DATA FOR REVIEW:
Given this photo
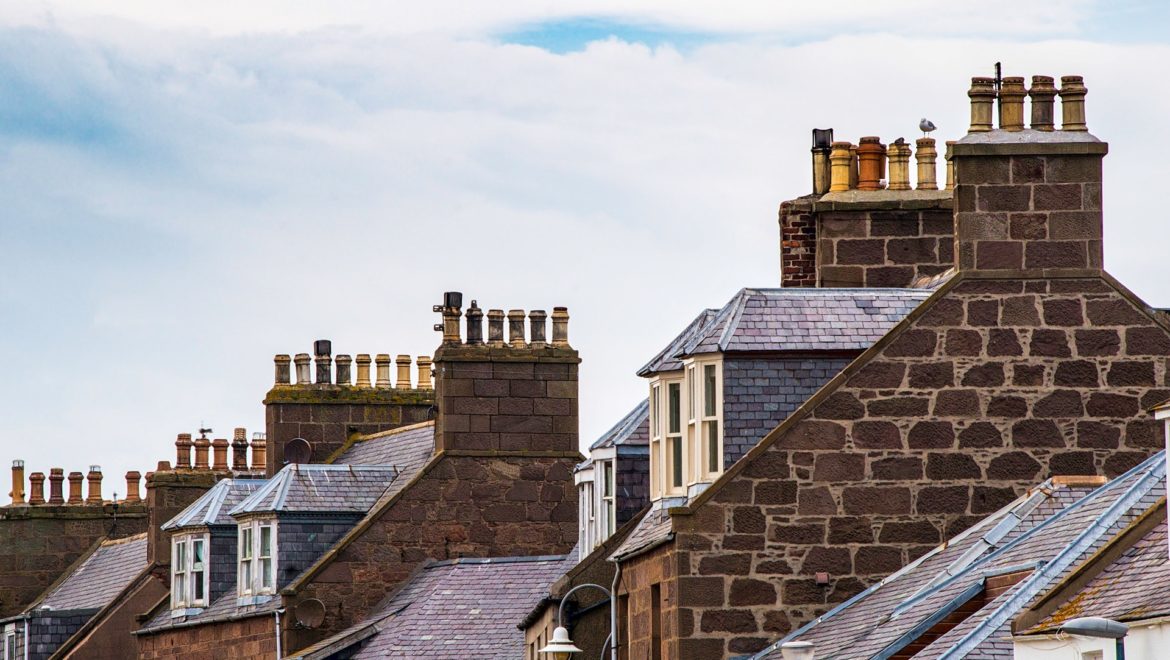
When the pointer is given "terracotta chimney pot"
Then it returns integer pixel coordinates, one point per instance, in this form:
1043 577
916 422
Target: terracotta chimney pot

TASK INSTRUCTIONS: Print out every record above exactly as given. Do not include the pictures.

EXERCISE ANSWER:
Given this photo
When the pointer is given "terracotta chimney pot"
Then it returns integer pixel coordinates, one point per instance, in this form:
1043 577
916 422
Target: terracotta chimney pot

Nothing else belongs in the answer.